Passage —
Snapchat responds to the outcry

Snapchat’s popularity is primarily based on users “knowing” that their videos, photos, and chats disappear once they are viewed by the recipient. So, when the weekend saw suggestions to the contrary the Venice, California-based company aggressively moved to make it clear to customers what its new privacy policy really meant.

“The Snaps and Chats you send your friends remain as private today as they were before the update,” the statement said. However, the company did have to tell its users that it could do nothing about screenshots taken of texts and photos by the recipient of those messages.

“Our Privacy Policy continues to say — as it did before — that those messages are automatically deleted from our servers once we detect that they have been viewed or have expired.

The former policy said: “In most cases, once we detect that all recipients have viewed a message, we automatically delete it from our servers. Essentially delete was Snapchat’s default.

“Snapchat is not — and has never been — stockpiling your private snaps and chats,” the company continued.

Snapchat is being unfairly treated?

Snapshot will certainly be thinking that they were hard done by the rumors that began small and reached a near tsunami level as the Internet often does when bloggers, writers, and social media get involved. There is nearly no ambiguity in the new privacy policy when the company addressed what is uploaded to their servers, “When you do that, you retain whatever ownership rights in that content you had to begin with,” is laid out in the Terms of Service.

Extracted material —
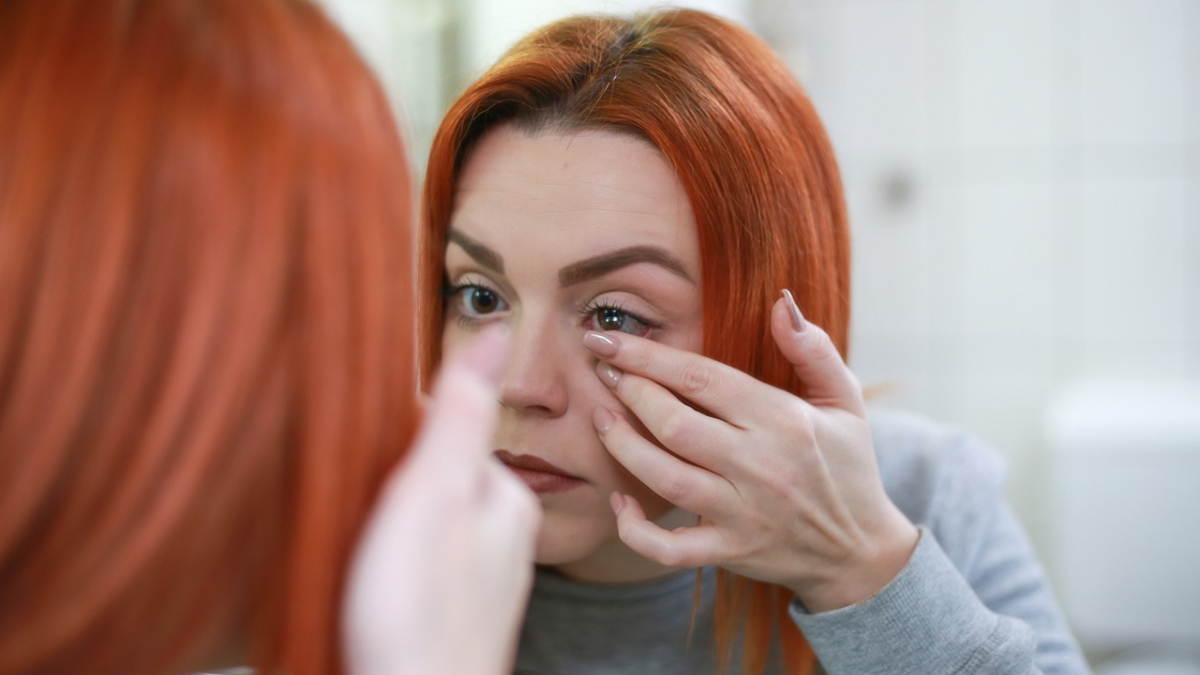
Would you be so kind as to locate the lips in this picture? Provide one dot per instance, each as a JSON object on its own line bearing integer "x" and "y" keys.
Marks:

* * *

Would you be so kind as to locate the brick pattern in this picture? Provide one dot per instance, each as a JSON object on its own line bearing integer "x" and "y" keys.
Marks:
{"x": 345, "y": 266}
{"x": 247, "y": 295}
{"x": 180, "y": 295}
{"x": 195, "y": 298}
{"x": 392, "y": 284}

--

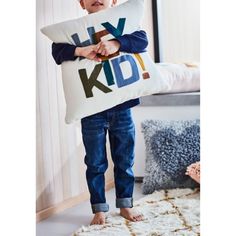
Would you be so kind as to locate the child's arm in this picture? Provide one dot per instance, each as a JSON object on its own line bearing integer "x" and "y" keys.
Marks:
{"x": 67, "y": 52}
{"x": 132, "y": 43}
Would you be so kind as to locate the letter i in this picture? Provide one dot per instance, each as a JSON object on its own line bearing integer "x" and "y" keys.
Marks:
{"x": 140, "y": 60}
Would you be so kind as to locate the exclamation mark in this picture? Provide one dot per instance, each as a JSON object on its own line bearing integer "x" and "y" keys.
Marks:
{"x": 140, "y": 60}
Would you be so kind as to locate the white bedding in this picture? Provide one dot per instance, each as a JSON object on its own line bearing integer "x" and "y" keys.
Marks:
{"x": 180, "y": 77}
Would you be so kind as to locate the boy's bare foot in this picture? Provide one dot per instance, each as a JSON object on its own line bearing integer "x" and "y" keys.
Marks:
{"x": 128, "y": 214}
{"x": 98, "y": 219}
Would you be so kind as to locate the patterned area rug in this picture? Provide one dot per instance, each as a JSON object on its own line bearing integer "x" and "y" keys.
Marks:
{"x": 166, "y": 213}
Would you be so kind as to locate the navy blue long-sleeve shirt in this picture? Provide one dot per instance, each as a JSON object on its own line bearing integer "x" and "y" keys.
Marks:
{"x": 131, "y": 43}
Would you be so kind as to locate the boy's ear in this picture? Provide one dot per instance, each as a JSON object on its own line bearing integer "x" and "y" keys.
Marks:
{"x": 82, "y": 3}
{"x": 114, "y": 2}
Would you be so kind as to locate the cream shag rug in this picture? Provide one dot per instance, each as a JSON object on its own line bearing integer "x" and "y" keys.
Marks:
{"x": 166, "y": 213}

Short exercise A — In the Snapchat privacy passage, what did the company say it could do nothing about?
Short exercise B — Reproduce word for word everything in the Snapchat passage from "The former policy" down to "Terms of Service.".

Exercise response A — Screenshots of texts and photos taken by the recipient of those messages.

Exercise response B —
The former policy said: “In most cases, once we detect that all recipients have viewed a message, we automatically delete it from our servers. Essentially delete was Snapchat’s default.

“Snapchat is not — and has never been — stockpiling your private snaps and chats,” the company continued.

Snapchat is being unfairly treated?

Snapshot will certainly be thinking that they were hard done by the rumors that began small and reached a near tsunami level as the Internet often does when bloggers, writers, and social media get involved. There is nearly no ambiguity in the new privacy policy when the company addressed what is uploaded to their servers, “When you do that, you retain whatever ownership rights in that content you had to begin with,” is laid out in the Terms of Service.